> _What needs to be done_: Copy the items word for word, from the start of the items up to and including the line with "(1243, 490)". Leave the pictures out of your answer.

> _Extracted data_:
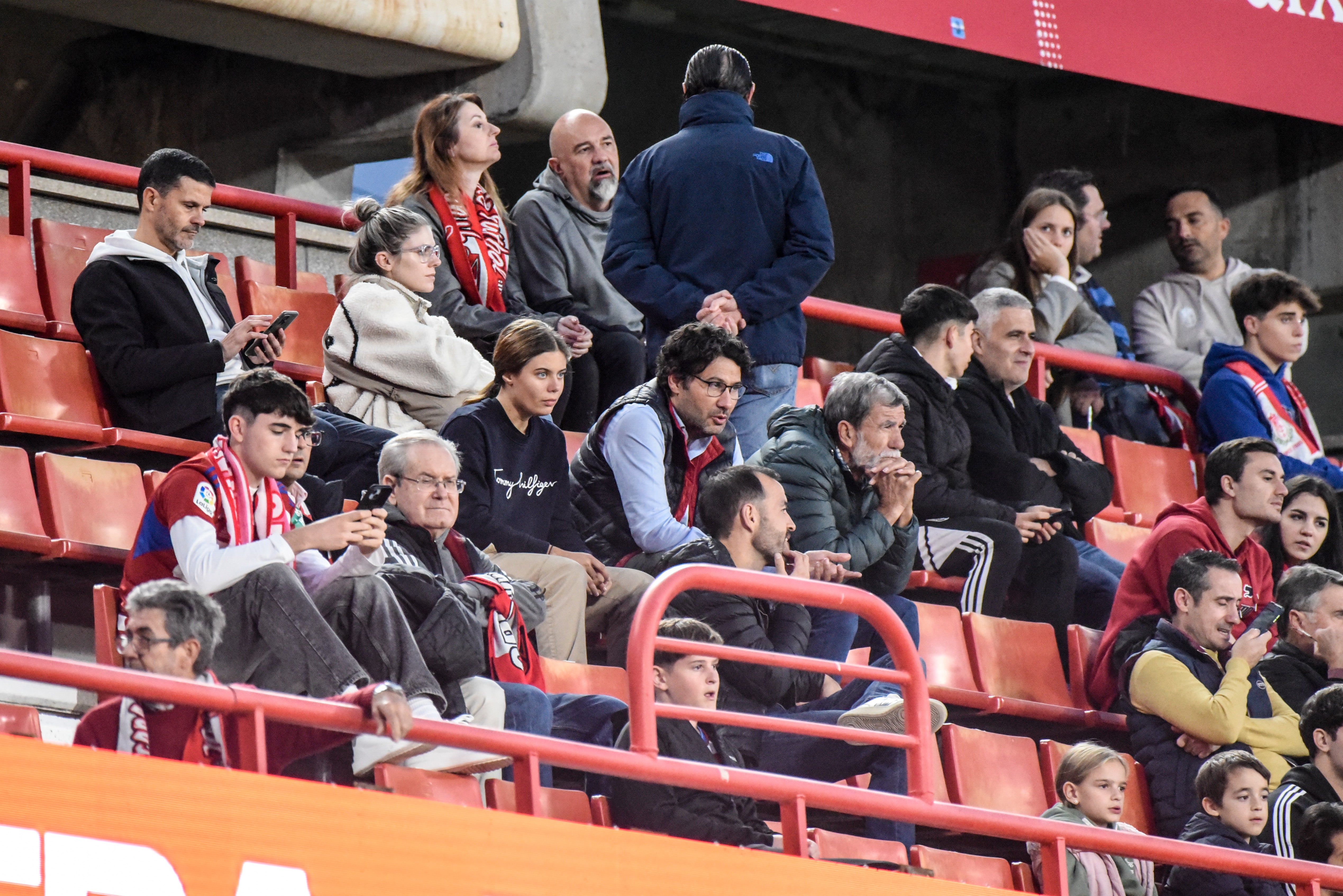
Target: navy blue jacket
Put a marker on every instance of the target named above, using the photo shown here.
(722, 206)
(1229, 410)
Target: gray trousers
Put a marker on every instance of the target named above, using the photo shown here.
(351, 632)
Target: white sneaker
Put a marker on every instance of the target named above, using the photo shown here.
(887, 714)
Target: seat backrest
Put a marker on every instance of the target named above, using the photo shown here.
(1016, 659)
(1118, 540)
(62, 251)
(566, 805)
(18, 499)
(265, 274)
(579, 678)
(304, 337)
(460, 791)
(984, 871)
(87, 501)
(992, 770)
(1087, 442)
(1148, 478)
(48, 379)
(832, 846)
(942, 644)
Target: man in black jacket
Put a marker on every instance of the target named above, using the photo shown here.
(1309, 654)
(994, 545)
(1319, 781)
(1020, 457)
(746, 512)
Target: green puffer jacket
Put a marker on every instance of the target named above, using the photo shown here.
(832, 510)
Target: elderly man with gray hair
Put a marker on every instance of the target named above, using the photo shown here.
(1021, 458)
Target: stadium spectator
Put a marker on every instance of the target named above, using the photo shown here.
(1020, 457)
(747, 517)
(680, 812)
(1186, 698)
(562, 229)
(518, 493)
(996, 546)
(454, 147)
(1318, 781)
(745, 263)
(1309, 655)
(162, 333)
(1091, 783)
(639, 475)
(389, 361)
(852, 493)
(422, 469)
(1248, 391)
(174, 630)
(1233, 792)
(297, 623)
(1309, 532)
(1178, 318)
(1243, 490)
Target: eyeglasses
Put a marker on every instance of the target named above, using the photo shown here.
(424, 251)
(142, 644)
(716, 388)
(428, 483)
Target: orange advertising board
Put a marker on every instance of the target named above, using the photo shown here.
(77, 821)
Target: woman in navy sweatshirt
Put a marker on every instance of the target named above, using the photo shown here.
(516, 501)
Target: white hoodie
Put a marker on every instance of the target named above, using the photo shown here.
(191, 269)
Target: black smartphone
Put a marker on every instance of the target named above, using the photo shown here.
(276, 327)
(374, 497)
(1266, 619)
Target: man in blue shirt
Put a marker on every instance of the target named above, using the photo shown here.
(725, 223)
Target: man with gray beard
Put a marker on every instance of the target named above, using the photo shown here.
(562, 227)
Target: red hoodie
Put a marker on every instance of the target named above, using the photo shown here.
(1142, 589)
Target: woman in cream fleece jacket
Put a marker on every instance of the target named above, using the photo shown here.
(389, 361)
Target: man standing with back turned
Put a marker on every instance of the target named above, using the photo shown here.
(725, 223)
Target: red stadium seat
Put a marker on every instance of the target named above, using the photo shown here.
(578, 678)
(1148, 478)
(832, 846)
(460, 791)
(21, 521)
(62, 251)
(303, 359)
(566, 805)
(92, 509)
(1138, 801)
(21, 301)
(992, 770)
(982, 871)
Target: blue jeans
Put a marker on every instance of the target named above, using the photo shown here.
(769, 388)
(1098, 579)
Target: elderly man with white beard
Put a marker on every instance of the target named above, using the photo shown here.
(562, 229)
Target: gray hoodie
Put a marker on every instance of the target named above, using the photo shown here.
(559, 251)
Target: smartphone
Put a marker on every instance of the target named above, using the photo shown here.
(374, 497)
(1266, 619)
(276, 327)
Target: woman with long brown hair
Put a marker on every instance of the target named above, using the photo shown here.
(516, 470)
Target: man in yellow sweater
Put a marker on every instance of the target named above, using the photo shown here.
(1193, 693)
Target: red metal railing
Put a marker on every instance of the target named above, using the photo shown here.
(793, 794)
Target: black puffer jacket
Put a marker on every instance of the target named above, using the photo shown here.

> _Written answer_:
Target: navy blue jacket
Put a marker on every instance of the target named above, using the photo shown here.
(722, 206)
(1229, 410)
Target: gray trousers
Put a marker on every instance of the target named above, using the photo shown here.
(351, 632)
Target: white sneaker
Put a marker on every instance of the target named above, using the photo shown here.
(887, 714)
Target: seat backrest
Put a marker on every instance of the target named above, using the photo shown here.
(1016, 659)
(1118, 540)
(62, 251)
(566, 805)
(18, 499)
(265, 274)
(579, 678)
(304, 337)
(460, 791)
(984, 871)
(87, 501)
(992, 770)
(1087, 442)
(1148, 478)
(48, 379)
(832, 846)
(942, 644)
Target: man in black jacket
Put a marker on every instance of the target named above, using the photo shown here.
(1309, 654)
(994, 545)
(1319, 781)
(1020, 457)
(746, 512)
Target: green puffer jacket
Put a marker on every instance of the target named above, using the photo shown here.
(832, 510)
Target: elderly man with gray hair
Put a marker on every instance of the target named above, using the photo shown here.
(1021, 458)
Target: stadium spectator
Put a marker on every instance of the target named above, using the photo shown here.
(1020, 457)
(747, 517)
(680, 812)
(1186, 698)
(562, 229)
(518, 493)
(996, 546)
(454, 147)
(1318, 781)
(745, 263)
(1309, 655)
(162, 333)
(1091, 783)
(639, 475)
(389, 361)
(852, 493)
(422, 469)
(1248, 391)
(174, 630)
(1233, 792)
(297, 623)
(1309, 532)
(1178, 318)
(1243, 490)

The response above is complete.